THE INPUT »
* * *

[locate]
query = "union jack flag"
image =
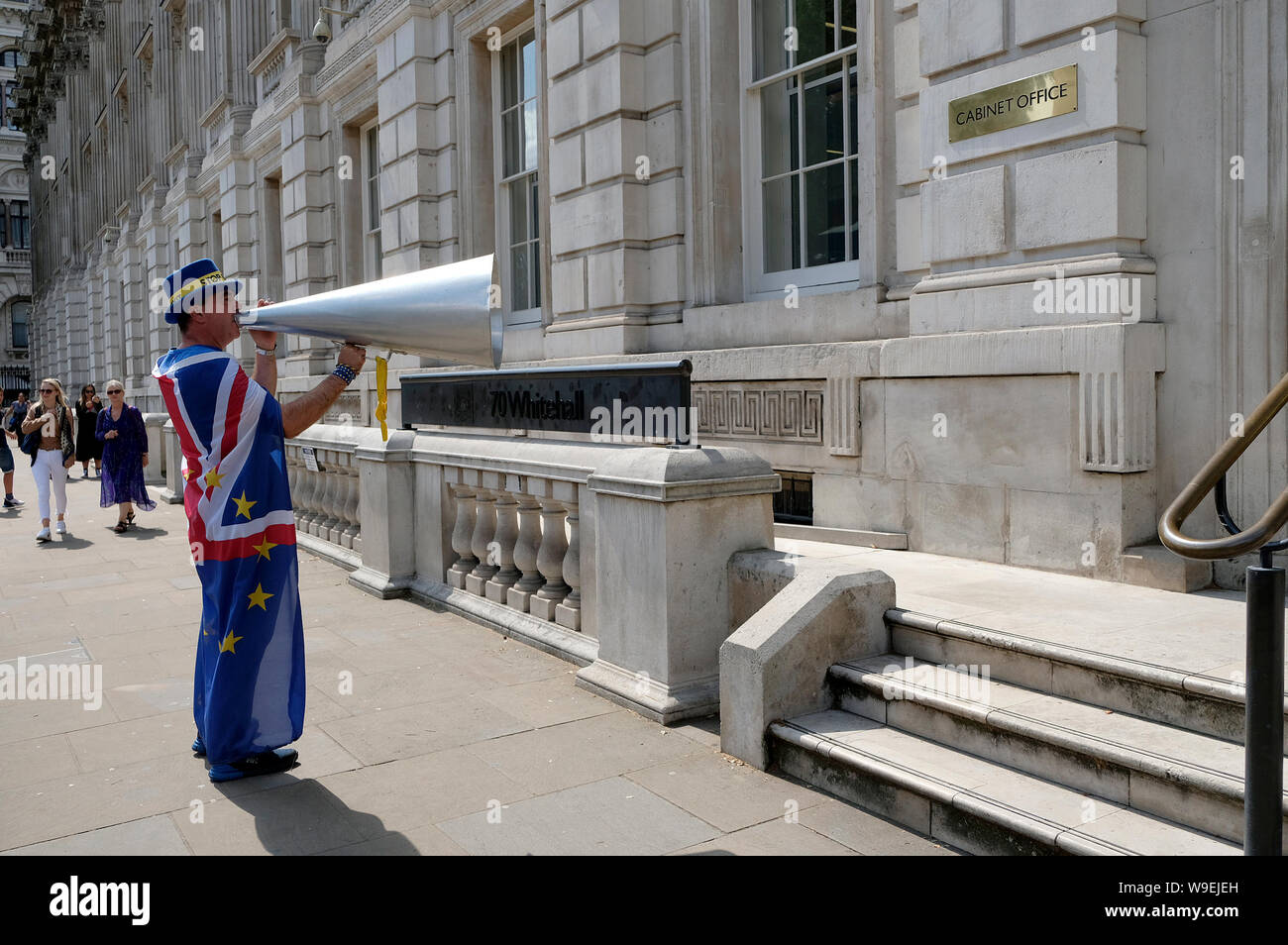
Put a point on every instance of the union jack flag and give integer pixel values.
(249, 682)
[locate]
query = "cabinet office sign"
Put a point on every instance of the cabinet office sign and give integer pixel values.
(640, 399)
(1016, 103)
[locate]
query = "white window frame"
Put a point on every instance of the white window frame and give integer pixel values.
(528, 317)
(818, 278)
(373, 237)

* * *

PROBLEM DETAILS »
Reproduce every line above verbatim, leaving out the pictures.

EXPECTED ANSWER »
[locate]
query = "union jack flag"
image =
Put a point on every instance of the union jack flag and give integer pixel values.
(249, 682)
[locate]
query = "cabinet office sign"
Put a point on every instance of the cabinet office sign and give integer pixel values.
(640, 399)
(1016, 103)
[locate]
query = "white window frame"
Put a point on every instance of the white window frame and give integer pixel values.
(528, 317)
(818, 278)
(373, 237)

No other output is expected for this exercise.